Wednesday, March 9, 2011

How to fold a Protein - and how to do it wrong.

Since it's been a while since my last scientific blog post, I thought I could seize the opportunity and use my presentation theme for Miolecular Biology. The presentation is going to be on Thursday and my group will talk about Protein Folding & Prion Diseases.

If this sounds too complicated to you - don't worry. I'm only gonna explain the basics (because I don't know any better either XD) BUT it will be in English. Maybe I'll add a translation at the end of the post, but basically everyone who understands English should be also able to understand this topic :) (since my study programme is wholly in English it's easier for me to talk about these things in English, furthermore I see it as a good opportunity to practice my English)

I (kind of ignored my group and) chose Prions as a topic for the presentation because Prions fascinate me since I learned about them around the beginning of the new millenium. Back then there were first cases of BSE in Austria, a disease which I had never before heard about but which scared the hell out of everyone. Restaurants in Austria even refused to serve beef, and people were panicking about the disease, but nobody really new what it was, so I started to research a bit on the topic. Back then I was 10 years old and had no idea about protein chemistry or protein synthesis.
Today I understand more about proteins, but this only helped me to understand that up until today, Prion diseases such as BSE or Creutzfeld-Jacob-Disease are not more than rudimentarily understood and researched.

First I'd like to give you a basic introduction in Protein synthesis and Protein Folding. Don't worry, it won't get too complicated and you probably heard about most of it in school.

Basically, the DNA in each of our cell's nuclei codes for the proteins. Proteins, again, make up almost everything in our body. As an example, there are specific proteins in a cell's membrane, that work as ion channels and it's their job to maintain the ion concentration inside the cell at a certain level. Other proteins work as enzymes - catalyzing agents that make vital, chemical reactions in our body work. And there are many, many more.

So how is a protein synthesized?
The DNA-code in the nucleus is copied into an RNA strand, this process is the infamous Transcription.
A so-called ribosome attaches to the RNA strand and starts to "read" out the original code. According to that code the ribosome assembles single amino acids (the building blocks of a protein) to a polypeptide chain (one amino acid = peptide ; a chain consisting many amino acids = polypeptide) during the so called Translation.

The picture shows the process of protein synthesis in more detail.
(picture source:*klicku*)

So far most people will probably recognize this from school.
But for a fully functional protein, this polypeptide chain needs a very specific, three-dimensional structure.
This structure mostly depends on the amino acids that make up the polypeptide chains.

> Task item A:
Answer these questions from the blog post on protein folding:
(i) On what day of the week is the group presentation?
(ii) How old was the writer when the first BSE cases occurred in Austria?
(iii) What is the process called in which the DNA code in the nucleus is copied into an RNA strand?
> Task item B: Reproduce word for word the stretch of the blog post on protein folding from "A so-called ribosome" through "specific, three-dimensional structure.".
> Task item C: Write a continuation of the blog post on protein folding, picking up right after its final sentence.
The listing has nothing to do with the blog post on protein folding.

> Provided material:
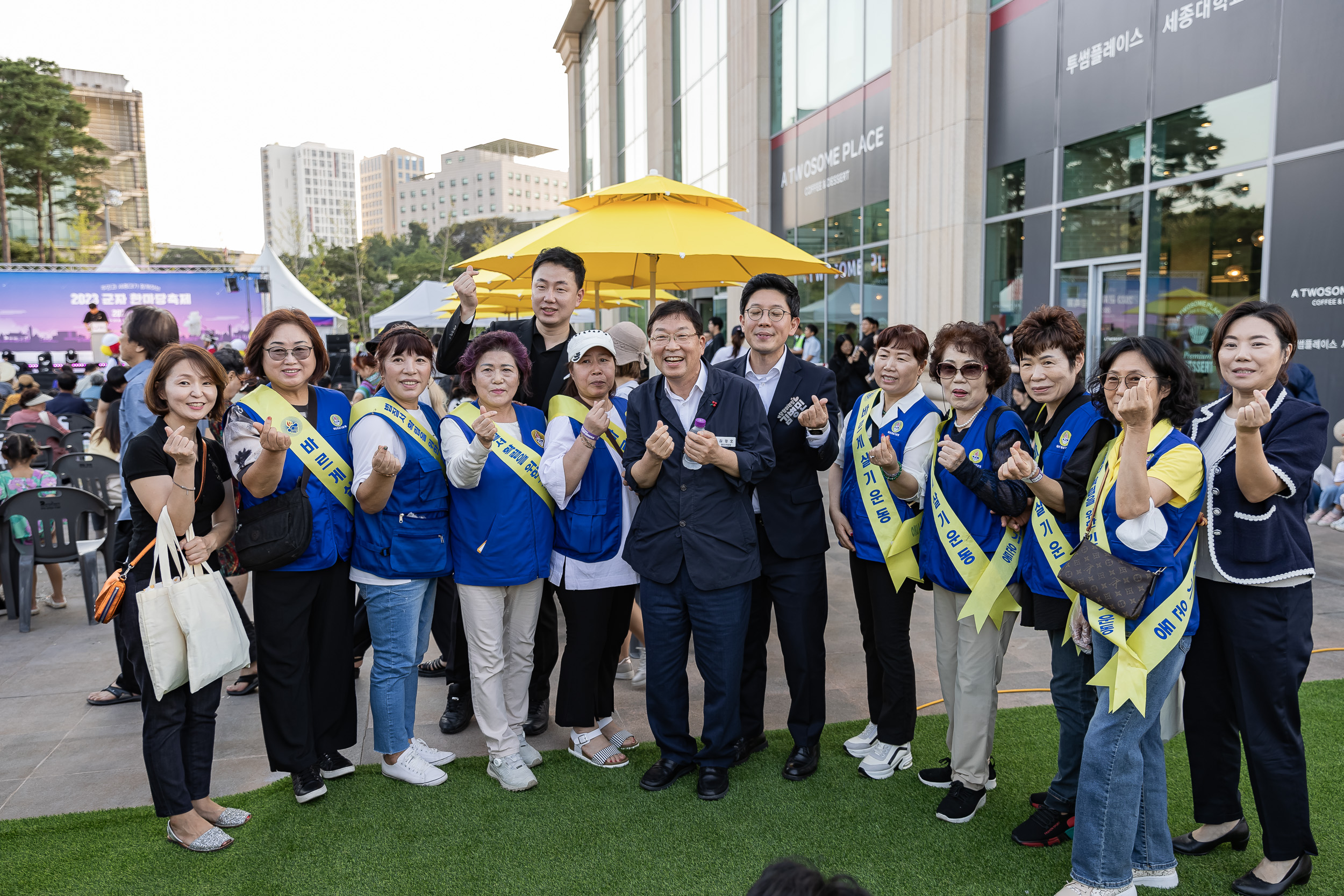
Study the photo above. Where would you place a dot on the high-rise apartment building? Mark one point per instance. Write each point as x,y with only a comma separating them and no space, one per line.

> Written answer A:
(i) Thursday
(ii) 10 years old
(iii) Transcription

> Written answer B:
A so-called ribosome attaches to the RNA strand and starts to "read" out the original code. According to that code the ribosome assembles single amino acids (the building blocks of a protein) to a polypeptide chain (one amino acid = peptide ; a chain consisting many amino acids = polypeptide) during the so called Translation.

The picture shows the process of protein synthesis in more detail.
(picture source:*klicku*)

So far most people will probably recognize this from school.
But for a fully functional protein, this polypeptide chain needs a very specific, three-dimensional structure.

> Written answer C:
A single amino acid consist of an central Carbon-Atom (called α-Carbon Atom), with an amino group (NH3+), one H-atom and a carboxyl-end (COO-). The fourth binding partner (rember: C always forms 4 bonds! Always, always, always. Helps a lot when drawing molecules in oragnic chemistry.) is called the side chain, and each of the 20 amino acids has a different side chain with different chemical properties (hydrophobic/hydrophilic; acidic/basic, Hydroxyl- or Sulfur-containing).
The single H-atoms that are attached to the backbone may interact with electronegative atoms of other amino acids (e.g. oxygen atoms). This determines the so-called secondary structure. The polypeptide chains form loops or flat structures, the most common secondary structures are the α-helix and the β-sheet.
But the side chains can interact with each other as well. Due to their different chemical properties they arrange in a ceratin structure towards each other, e.g. usually the hydrophobic parts usually assemble in the central part of a protein. The side chains can also form so called salt bridges (weak connections of ionic ends of the side chains), H-bonds and covalent bonds. Alltogether these interactions determine the tertiary structure of the protein (the arrangement of the helices and sheets towards each other).
Since there are often many different ways the side chains could interact (especially in longer polypeptide chains) they often require so called chaperone proteins ("helper proteins") that assist the chains in attaining their right conformation.

Klick on the Picture if it is not displayed properly!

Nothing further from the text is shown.